GIVEN DATA —
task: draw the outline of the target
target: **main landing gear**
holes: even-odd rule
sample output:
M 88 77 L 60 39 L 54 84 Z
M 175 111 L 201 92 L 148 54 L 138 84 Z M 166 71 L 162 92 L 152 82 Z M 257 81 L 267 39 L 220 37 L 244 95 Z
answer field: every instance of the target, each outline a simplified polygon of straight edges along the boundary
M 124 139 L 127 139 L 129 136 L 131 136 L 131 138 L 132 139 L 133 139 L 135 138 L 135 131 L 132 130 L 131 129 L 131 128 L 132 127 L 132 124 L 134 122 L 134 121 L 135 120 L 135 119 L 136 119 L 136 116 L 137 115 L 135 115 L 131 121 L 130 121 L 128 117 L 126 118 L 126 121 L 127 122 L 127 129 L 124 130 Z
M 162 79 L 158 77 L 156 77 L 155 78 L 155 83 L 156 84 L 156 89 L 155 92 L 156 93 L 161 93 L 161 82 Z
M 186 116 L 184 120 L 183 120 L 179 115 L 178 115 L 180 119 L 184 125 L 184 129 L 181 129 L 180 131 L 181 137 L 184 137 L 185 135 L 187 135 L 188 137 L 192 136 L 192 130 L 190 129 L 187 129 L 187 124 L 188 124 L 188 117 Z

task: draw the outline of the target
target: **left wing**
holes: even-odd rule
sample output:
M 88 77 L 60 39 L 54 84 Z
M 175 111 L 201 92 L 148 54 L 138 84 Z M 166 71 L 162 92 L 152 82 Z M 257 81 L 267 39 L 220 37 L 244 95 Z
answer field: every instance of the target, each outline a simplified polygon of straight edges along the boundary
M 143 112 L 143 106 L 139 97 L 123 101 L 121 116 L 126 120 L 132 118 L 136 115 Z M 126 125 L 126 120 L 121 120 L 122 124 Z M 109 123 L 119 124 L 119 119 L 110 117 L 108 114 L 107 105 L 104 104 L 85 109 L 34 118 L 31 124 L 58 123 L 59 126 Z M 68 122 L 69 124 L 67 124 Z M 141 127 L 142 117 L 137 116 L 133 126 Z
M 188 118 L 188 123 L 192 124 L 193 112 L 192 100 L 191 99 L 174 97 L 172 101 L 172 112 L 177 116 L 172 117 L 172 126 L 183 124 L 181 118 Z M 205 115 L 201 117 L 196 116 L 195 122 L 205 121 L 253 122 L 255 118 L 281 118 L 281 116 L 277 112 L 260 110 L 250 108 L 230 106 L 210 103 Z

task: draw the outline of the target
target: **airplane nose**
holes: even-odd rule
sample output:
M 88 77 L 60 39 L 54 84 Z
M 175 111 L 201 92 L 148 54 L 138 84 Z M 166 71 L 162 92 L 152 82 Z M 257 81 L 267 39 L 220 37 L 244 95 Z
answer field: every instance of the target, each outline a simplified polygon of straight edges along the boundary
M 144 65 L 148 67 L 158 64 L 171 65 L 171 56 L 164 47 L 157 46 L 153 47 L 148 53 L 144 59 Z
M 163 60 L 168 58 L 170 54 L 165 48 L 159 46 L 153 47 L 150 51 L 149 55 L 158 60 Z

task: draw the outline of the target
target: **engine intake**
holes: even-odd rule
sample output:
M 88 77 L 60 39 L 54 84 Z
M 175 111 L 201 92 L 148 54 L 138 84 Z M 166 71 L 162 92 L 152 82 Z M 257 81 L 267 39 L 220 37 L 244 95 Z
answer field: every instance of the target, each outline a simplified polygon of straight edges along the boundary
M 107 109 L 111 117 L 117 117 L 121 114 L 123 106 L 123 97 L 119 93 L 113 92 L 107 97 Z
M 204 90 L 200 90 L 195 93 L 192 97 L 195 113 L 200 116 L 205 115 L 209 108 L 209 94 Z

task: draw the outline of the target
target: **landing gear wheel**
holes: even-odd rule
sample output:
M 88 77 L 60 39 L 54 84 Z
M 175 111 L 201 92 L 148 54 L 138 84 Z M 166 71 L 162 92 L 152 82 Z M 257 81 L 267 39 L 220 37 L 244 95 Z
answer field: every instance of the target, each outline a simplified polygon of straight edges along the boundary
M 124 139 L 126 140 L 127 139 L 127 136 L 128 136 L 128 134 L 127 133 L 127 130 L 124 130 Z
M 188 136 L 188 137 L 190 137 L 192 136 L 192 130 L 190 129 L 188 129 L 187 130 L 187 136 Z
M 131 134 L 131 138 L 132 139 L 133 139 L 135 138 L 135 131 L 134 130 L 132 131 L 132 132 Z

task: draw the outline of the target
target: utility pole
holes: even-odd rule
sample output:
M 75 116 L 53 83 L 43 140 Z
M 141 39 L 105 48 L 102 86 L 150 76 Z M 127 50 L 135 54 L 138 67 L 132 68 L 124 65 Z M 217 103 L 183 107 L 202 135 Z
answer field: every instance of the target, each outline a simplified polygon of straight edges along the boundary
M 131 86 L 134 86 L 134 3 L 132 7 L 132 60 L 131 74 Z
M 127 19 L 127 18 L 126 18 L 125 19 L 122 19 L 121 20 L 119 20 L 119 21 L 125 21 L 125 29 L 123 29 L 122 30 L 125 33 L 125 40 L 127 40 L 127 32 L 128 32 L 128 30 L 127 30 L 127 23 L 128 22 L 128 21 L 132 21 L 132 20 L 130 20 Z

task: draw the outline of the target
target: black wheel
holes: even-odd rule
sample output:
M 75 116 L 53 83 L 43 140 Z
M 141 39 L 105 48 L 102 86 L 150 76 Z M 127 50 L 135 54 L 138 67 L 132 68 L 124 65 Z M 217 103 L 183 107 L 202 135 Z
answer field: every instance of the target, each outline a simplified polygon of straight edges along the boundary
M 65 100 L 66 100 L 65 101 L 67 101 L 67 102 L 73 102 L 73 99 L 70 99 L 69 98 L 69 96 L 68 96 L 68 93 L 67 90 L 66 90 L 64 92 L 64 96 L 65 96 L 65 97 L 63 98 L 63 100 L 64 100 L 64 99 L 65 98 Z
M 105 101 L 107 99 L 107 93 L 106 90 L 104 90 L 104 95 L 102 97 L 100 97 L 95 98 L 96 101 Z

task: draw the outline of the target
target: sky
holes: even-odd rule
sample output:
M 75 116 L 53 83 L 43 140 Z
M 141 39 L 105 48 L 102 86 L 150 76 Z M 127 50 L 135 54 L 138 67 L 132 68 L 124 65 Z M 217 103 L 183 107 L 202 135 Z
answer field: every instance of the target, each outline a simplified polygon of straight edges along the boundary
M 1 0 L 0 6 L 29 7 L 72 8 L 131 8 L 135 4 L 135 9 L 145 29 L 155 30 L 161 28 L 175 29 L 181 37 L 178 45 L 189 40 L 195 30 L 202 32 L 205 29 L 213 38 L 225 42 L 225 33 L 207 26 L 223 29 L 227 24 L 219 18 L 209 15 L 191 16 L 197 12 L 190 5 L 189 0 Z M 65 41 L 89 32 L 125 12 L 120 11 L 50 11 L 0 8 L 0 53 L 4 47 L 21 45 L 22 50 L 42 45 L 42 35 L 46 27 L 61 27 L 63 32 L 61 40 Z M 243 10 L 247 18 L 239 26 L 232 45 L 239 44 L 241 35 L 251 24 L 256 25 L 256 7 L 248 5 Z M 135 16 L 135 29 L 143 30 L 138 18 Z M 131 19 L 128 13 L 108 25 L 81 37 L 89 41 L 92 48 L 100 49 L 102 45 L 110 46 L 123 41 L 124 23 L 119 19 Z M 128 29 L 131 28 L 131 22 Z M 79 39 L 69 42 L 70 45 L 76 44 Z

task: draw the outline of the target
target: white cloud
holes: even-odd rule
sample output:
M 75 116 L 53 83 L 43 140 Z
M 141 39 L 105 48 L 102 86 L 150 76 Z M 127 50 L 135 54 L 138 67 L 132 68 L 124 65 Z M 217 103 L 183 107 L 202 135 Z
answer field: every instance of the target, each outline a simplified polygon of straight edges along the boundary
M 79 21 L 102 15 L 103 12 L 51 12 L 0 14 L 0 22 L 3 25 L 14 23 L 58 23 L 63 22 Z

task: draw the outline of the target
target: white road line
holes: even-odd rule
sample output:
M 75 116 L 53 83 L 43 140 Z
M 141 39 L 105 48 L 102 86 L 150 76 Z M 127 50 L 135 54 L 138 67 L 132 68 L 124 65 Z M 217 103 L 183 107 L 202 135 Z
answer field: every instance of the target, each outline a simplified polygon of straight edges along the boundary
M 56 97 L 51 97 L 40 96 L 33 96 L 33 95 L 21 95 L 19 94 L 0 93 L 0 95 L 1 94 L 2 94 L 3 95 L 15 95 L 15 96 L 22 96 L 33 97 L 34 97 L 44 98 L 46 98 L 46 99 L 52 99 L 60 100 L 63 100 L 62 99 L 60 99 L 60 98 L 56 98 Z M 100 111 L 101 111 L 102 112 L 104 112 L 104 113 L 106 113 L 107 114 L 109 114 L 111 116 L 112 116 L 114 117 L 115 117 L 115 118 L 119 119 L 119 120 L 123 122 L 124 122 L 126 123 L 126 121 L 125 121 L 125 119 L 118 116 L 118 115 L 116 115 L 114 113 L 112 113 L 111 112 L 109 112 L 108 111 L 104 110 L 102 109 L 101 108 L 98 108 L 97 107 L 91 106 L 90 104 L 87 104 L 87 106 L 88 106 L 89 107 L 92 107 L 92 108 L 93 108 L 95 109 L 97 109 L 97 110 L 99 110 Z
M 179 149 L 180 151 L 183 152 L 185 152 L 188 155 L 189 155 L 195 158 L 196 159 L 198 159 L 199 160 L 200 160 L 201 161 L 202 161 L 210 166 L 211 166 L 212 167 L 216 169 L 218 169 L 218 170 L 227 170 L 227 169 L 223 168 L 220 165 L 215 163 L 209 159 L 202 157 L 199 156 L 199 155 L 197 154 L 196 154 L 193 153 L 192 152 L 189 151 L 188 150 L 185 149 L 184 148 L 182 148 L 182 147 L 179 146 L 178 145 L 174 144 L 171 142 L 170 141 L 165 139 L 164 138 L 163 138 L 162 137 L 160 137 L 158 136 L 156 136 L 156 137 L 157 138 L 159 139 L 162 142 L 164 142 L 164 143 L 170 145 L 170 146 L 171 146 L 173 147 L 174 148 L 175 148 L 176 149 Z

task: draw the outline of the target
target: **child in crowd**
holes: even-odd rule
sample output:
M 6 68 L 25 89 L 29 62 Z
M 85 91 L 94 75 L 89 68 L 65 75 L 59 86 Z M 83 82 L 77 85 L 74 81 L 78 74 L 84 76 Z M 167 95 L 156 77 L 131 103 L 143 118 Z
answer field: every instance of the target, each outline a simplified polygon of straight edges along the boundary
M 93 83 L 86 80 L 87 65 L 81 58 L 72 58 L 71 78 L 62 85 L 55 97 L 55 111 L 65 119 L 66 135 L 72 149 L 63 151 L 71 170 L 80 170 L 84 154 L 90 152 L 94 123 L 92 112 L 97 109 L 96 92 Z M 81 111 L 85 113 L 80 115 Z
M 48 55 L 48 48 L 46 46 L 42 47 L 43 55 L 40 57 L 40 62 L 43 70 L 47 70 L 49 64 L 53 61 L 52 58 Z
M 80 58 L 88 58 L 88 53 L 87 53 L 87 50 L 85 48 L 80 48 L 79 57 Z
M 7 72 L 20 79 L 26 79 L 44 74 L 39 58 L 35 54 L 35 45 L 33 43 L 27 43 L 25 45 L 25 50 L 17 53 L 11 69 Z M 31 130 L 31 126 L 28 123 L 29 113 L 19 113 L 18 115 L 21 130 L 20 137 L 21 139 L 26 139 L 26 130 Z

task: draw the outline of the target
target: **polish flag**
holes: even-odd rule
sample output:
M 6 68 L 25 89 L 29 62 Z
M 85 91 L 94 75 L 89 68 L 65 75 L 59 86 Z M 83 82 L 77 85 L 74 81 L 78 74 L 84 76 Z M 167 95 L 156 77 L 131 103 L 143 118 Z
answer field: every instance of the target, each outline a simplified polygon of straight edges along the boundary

WHAT TO WORK ON — State how many lines in the entries above contain the word "gear". Give only the number.

FULL RESPONSE — 2